[Image-backed grounding data]
- - -

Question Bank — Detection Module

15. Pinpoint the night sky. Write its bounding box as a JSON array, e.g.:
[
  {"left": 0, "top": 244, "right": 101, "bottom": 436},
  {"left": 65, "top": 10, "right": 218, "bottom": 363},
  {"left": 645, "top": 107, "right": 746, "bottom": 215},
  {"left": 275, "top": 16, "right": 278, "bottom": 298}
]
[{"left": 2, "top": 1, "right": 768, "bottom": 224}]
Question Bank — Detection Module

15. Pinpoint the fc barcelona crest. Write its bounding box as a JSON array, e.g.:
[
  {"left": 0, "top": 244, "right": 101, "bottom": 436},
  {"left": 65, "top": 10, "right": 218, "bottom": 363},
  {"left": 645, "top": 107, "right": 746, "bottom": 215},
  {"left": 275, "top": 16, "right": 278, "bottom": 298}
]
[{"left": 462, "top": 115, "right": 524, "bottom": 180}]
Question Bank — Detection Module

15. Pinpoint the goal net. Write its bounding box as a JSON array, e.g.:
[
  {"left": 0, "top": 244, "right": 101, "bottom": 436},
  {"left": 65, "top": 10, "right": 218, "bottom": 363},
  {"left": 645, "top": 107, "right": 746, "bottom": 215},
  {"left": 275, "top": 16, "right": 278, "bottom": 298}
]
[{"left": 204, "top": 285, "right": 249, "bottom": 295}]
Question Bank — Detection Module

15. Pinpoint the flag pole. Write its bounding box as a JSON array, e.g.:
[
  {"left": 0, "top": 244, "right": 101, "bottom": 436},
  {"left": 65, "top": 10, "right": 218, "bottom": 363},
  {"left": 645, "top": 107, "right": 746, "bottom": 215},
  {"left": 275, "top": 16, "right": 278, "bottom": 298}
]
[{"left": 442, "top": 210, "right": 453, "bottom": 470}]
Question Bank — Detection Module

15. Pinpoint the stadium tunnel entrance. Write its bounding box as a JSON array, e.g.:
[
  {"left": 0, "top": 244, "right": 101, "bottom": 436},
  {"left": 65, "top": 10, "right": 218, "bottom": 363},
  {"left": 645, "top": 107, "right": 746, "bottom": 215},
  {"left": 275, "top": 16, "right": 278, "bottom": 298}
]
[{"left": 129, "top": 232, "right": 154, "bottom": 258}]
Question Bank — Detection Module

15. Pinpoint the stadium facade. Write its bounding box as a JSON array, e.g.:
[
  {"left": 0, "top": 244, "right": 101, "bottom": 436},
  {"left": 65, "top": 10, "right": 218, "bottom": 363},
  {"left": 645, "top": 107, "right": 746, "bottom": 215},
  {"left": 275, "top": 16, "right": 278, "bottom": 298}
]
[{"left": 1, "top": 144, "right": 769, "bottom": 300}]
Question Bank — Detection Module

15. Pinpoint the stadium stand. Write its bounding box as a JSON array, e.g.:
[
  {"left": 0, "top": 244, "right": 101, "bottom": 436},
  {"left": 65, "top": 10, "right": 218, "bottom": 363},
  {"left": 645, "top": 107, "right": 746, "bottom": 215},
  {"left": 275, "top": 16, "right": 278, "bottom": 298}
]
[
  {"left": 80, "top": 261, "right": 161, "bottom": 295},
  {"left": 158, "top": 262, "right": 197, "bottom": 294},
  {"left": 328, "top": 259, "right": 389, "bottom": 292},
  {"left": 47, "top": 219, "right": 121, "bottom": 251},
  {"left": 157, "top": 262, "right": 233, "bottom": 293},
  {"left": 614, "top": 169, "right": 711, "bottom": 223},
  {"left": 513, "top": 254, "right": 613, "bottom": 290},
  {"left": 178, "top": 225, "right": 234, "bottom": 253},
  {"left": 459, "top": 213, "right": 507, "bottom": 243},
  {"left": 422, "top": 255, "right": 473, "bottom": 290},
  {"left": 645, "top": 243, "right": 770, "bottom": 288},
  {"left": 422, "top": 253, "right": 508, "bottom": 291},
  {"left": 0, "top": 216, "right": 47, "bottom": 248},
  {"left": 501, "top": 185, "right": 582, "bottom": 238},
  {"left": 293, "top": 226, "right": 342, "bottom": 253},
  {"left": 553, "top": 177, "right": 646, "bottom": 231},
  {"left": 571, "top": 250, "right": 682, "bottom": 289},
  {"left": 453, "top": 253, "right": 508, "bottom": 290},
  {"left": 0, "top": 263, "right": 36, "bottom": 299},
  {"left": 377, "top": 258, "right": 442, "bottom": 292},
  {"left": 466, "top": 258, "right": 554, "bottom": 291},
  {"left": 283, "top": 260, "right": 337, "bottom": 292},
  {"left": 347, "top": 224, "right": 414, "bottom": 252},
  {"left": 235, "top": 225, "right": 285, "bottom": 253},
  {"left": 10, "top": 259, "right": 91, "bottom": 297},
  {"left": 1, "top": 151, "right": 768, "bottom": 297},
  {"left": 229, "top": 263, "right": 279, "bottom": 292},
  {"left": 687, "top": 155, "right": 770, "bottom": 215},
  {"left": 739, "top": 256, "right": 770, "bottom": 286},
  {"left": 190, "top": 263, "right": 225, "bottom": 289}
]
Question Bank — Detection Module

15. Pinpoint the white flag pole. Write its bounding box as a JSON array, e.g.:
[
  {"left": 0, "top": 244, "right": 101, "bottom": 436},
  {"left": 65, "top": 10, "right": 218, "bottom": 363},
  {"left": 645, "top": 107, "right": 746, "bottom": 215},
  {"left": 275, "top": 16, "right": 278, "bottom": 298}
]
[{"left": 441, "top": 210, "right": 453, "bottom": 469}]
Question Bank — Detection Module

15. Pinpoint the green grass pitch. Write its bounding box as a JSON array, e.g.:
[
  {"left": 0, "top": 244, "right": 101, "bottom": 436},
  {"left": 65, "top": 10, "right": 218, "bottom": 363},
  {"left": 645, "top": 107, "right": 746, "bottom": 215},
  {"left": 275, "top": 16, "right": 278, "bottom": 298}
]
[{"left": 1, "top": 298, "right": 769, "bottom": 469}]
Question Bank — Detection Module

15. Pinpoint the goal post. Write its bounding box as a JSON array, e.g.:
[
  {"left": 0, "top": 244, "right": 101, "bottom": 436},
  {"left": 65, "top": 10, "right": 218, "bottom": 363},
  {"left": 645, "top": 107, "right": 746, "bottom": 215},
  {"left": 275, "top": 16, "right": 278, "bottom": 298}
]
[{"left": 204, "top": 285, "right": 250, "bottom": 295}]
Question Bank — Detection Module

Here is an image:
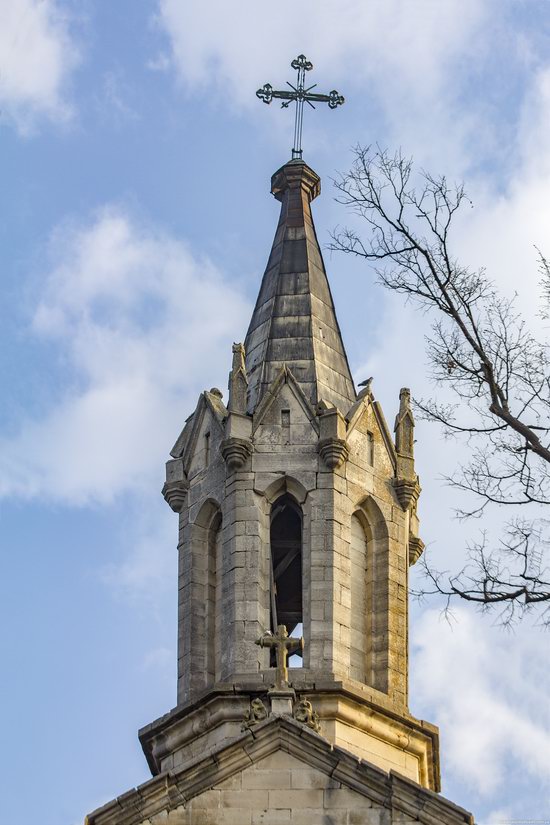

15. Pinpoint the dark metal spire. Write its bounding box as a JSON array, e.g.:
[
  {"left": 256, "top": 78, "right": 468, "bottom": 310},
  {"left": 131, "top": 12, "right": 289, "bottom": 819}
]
[{"left": 256, "top": 55, "right": 344, "bottom": 159}]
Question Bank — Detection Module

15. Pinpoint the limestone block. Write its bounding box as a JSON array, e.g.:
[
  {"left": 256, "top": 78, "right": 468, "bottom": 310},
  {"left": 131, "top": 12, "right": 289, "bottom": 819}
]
[
  {"left": 242, "top": 769, "right": 291, "bottom": 790},
  {"left": 268, "top": 789, "right": 324, "bottom": 809},
  {"left": 252, "top": 451, "right": 318, "bottom": 475}
]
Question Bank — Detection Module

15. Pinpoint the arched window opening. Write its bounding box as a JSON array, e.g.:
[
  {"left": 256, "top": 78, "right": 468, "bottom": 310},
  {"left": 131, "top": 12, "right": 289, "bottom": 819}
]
[
  {"left": 350, "top": 513, "right": 368, "bottom": 682},
  {"left": 207, "top": 512, "right": 223, "bottom": 683},
  {"left": 269, "top": 494, "right": 303, "bottom": 657}
]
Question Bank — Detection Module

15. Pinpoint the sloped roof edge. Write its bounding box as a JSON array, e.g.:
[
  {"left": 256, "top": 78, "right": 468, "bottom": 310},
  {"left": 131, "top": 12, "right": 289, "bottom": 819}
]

- - -

Note every line of the entries in which "stadium" appears, and copy it down.

15. Pinpoint the stadium tunnel entrance. Write its bounding box as a JSON array, e.g.:
15. Pinpoint the stadium facade. Write its bounding box as a JSON array, e.g.:
15. Pinpoint the stadium stand. Write its bounding box as a JSON array, e.g.:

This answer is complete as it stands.